[题目要求]: 请把下面材料中从包含“Target: concrete wall”的那一行起、一直到材料末尾的部分原样返回，首尾两行都算在内，其余内容不要给出。

"""

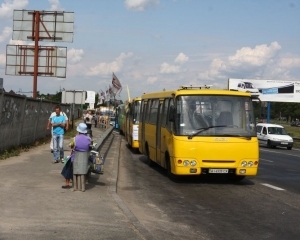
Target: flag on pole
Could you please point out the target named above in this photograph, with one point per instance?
(116, 84)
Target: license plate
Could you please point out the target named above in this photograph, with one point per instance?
(218, 170)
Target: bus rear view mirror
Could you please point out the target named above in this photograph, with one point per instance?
(172, 114)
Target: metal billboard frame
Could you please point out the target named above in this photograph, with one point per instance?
(38, 26)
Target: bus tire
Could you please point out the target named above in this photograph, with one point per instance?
(149, 161)
(235, 178)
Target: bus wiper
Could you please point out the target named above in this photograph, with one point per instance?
(237, 135)
(200, 130)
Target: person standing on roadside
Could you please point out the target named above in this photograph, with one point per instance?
(88, 120)
(96, 119)
(49, 123)
(58, 123)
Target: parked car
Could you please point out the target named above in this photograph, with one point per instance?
(112, 121)
(295, 124)
(273, 135)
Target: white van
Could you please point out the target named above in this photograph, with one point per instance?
(273, 135)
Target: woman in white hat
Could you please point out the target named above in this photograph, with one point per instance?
(81, 143)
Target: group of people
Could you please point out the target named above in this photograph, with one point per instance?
(89, 119)
(59, 123)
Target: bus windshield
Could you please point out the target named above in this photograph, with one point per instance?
(214, 115)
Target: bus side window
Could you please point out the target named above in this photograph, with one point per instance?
(153, 111)
(265, 131)
(171, 103)
(142, 109)
(164, 112)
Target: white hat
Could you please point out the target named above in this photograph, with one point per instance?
(82, 128)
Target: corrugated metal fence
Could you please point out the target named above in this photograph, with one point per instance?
(23, 120)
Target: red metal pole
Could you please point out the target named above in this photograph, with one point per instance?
(36, 52)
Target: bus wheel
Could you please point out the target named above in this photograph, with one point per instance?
(149, 161)
(235, 178)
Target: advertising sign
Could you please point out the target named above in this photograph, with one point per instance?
(76, 97)
(1, 84)
(268, 90)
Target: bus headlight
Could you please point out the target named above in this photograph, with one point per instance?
(244, 163)
(193, 163)
(186, 163)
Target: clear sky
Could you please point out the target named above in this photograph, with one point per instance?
(153, 45)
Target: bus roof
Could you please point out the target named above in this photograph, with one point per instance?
(193, 91)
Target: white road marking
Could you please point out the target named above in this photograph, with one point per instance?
(261, 159)
(271, 186)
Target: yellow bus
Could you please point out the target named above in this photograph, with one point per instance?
(196, 130)
(121, 113)
(132, 122)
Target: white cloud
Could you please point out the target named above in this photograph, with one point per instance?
(158, 36)
(6, 9)
(5, 33)
(74, 56)
(107, 68)
(258, 56)
(152, 80)
(289, 62)
(55, 5)
(167, 68)
(248, 62)
(181, 58)
(140, 5)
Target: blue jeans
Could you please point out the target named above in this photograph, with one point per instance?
(58, 146)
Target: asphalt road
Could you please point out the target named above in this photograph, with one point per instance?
(264, 207)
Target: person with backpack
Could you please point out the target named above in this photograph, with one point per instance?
(58, 123)
(49, 123)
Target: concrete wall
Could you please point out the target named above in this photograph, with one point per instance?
(23, 120)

"""

[正确答案]:
Target: concrete wall
Could you please point out the target named above in this photograph, with one point per instance?
(23, 120)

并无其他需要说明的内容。